### Page

Magnum Contact Sheets. A visual demystification of History
Magnum Contact Sheets presents an overview of historical moments purely presented as they have been captured – and somehow stolen – to become unforgettable icons.
If displaying contact sheets is a taboo for photography, in this overall exhibition it introduces an essential temporal depth, a dynamic dimension to the viewing of still images. This way, the elusive dynamism of history – rather than of images – is a continuous paradox/reminder for a settled present, and appears to be the main paradigm of this exhibition.
Revealing secrets and don’ts, as contact sheets do, could be nothing more then the latest curatorial trend, of course; but falling into all the different stories and sheets of the many historical fact on show, the viewer gets a chance to catch another glimpse on some representations of 20th-to-21st-century history, especially through the ambivalence of image production and the issue of what may the other options be. Plus, you can read through the relationships the photographers experienced in order to produce those images, as their images are also combined with words.
Let’s dive into this perspective. At first, you walk through the exhibition and see images from the past century, in which you can still feel the photographers waiting or looking for the right shot, and engaging with the world around them. You can appreciate the arbitrariness of this process and how the final choice arose. Gradually, but definitely after 2000, visual narratives of people and facts change, they slip in the digital spotlight of abstraction and tendentious representations that engage both sides of the camera. You can find them stimulating, as they evoke subjective expanded situations. Visual interpretations of history are aesthetically directed.

######
### Dataset

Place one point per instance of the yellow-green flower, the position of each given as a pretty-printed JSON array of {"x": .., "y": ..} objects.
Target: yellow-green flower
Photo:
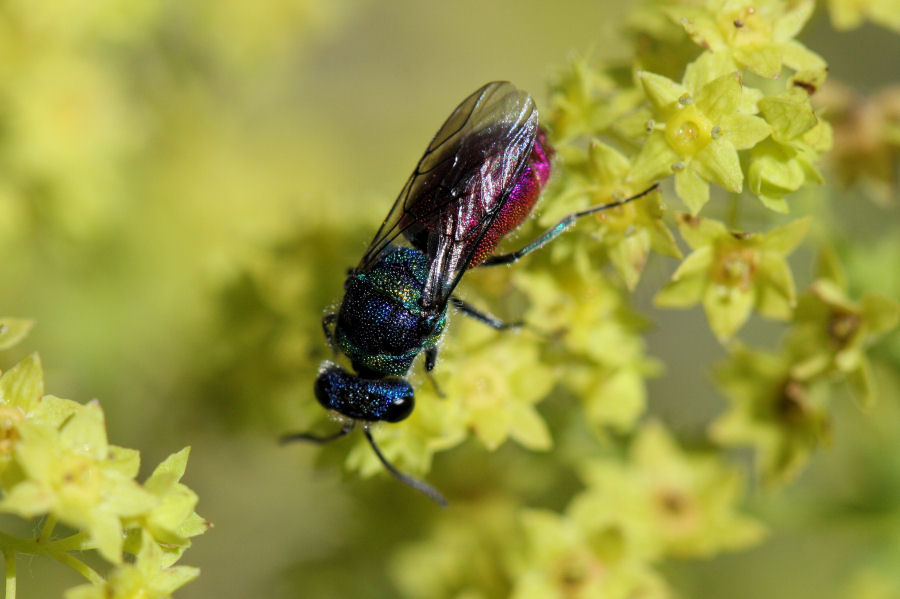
[
  {"x": 562, "y": 558},
  {"x": 832, "y": 333},
  {"x": 693, "y": 497},
  {"x": 780, "y": 416},
  {"x": 497, "y": 379},
  {"x": 627, "y": 233},
  {"x": 149, "y": 577},
  {"x": 77, "y": 477},
  {"x": 586, "y": 101},
  {"x": 731, "y": 273},
  {"x": 603, "y": 357},
  {"x": 786, "y": 161},
  {"x": 172, "y": 521},
  {"x": 697, "y": 128},
  {"x": 758, "y": 35},
  {"x": 866, "y": 137}
]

######

## Your instructions
Answer these questions from the Magnum Contact Sheets text:
(a) According to the text, what does displaying contact sheets introduce to the viewing of still images?
(b) What are the photographers' images combined with?
(c) After which year do visual narratives of people and facts change?
These rows have no connection to the Magnum Contact Sheets text.

## Response to this task
(a) An essential temporal depth, a dynamic dimension.
(b) Words.
(c) 2000.